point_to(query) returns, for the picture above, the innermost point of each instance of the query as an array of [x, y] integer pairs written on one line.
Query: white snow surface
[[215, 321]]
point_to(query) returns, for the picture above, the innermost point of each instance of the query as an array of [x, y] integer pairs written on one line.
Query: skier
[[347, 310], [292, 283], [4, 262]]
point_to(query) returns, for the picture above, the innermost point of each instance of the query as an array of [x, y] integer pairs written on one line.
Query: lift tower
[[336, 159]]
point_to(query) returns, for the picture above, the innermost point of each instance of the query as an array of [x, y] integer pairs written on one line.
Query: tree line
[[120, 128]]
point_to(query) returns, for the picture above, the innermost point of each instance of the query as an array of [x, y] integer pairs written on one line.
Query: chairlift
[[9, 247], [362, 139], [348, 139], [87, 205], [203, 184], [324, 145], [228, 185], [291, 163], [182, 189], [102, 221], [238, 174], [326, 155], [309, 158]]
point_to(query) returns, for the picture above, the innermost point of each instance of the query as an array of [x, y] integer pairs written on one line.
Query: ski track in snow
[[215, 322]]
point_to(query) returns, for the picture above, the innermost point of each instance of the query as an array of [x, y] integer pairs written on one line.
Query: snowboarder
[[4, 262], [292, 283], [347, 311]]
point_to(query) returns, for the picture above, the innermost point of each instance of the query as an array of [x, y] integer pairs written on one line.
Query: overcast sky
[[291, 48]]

▶ THE PROBLEM:
Rescale the entries from the start through the line containing "[[120, 128]]", reproducing every line in full. Multiply each coordinate in the answers by 1.4 and round to whole numbers, with halves rounded up.

▶ REPLY:
point_to(query) returns, for the picture above, the innermost point of each instance of the query as an array of [x, y] integer pairs written on one line.
Query: white snow surface
[[301, 449]]
point_to(query) returns, for the picture above, the innermost point of each instance of the query as an array of [x, y] integer pairs written on one line.
Query: skier
[[486, 434], [409, 396], [6, 367]]
point_to(query) returns, for the picture above, the innermost point of each instance of the query as an array of [x, y] integer pairs written on one line.
Query: lift tower
[[470, 223]]
point_to(query) returns, for the picture above, the innermost point of each instance of the query as an array of [x, y] integer pairs written on one line.
Query: tree line
[[168, 179]]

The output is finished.